Reproduce each line exactly.

(Segmentation labeling entries)
────────────────
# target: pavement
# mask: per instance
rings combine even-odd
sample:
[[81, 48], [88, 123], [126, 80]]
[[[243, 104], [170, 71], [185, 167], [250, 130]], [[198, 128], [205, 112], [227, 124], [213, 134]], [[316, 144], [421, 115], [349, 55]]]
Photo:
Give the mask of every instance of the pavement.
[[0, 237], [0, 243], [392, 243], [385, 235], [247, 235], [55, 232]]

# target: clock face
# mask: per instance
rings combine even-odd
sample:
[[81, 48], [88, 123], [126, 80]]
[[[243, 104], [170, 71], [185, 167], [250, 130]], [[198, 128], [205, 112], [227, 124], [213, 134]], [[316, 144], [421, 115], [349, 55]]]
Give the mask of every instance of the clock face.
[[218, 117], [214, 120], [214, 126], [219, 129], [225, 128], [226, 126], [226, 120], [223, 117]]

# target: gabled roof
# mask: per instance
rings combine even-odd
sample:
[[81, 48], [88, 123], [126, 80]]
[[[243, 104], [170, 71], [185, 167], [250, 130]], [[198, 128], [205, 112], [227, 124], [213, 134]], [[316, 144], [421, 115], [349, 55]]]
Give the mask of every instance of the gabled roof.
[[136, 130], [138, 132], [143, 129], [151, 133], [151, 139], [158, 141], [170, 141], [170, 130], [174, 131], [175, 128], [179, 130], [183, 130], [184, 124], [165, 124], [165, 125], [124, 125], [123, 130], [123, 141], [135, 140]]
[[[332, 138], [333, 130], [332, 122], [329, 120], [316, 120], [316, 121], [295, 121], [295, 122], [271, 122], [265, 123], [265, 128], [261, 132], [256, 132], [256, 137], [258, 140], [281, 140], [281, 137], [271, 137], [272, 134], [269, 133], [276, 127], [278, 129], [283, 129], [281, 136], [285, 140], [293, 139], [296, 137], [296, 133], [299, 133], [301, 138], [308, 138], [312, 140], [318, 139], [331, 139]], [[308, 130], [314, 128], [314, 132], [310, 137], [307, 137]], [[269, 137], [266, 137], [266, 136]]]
────────────────
# Final answer
# target: pavement
# mask: per instance
rings combine even-odd
sample:
[[81, 48], [88, 123], [126, 80]]
[[[243, 104], [170, 71], [185, 167], [250, 130]], [[198, 128], [205, 112], [227, 124], [213, 134]], [[316, 144], [421, 115], [349, 55]]]
Photo:
Give the mask of every instance of the pavement.
[[0, 237], [0, 243], [392, 243], [385, 235], [247, 235], [55, 232]]

# target: clock face
# mask: per instance
rings combine even-odd
sample:
[[81, 48], [88, 123], [126, 80]]
[[[243, 104], [170, 71], [185, 167], [250, 130]], [[198, 128], [205, 112], [227, 124], [213, 134]], [[316, 144], [421, 115], [349, 55]]]
Give the mask of every instance of the clock face.
[[218, 117], [214, 120], [214, 126], [219, 129], [225, 128], [226, 126], [226, 120], [223, 117]]

# target: gabled roof
# mask: per instance
rings combine even-odd
sample:
[[81, 48], [88, 123], [126, 80]]
[[[243, 104], [170, 71], [185, 167], [250, 130]], [[198, 128], [205, 112], [227, 124], [213, 134]], [[316, 144], [421, 115], [349, 55]]]
Give the mask of every instance of the gabled roof.
[[136, 130], [138, 132], [143, 129], [151, 133], [151, 139], [158, 141], [170, 141], [170, 130], [174, 131], [175, 128], [179, 130], [183, 130], [184, 124], [165, 124], [165, 125], [124, 125], [123, 130], [123, 141], [135, 140]]
[[[332, 138], [333, 130], [332, 122], [329, 120], [316, 120], [316, 121], [295, 121], [295, 122], [271, 122], [265, 123], [265, 128], [261, 132], [256, 132], [256, 137], [258, 140], [281, 140], [281, 137], [271, 137], [272, 134], [269, 133], [276, 127], [278, 129], [283, 129], [281, 136], [285, 140], [293, 139], [296, 137], [296, 133], [299, 133], [301, 138], [308, 138], [312, 140], [318, 139], [331, 139]], [[308, 130], [314, 128], [314, 132], [310, 137], [307, 137]], [[269, 137], [266, 137], [266, 136]]]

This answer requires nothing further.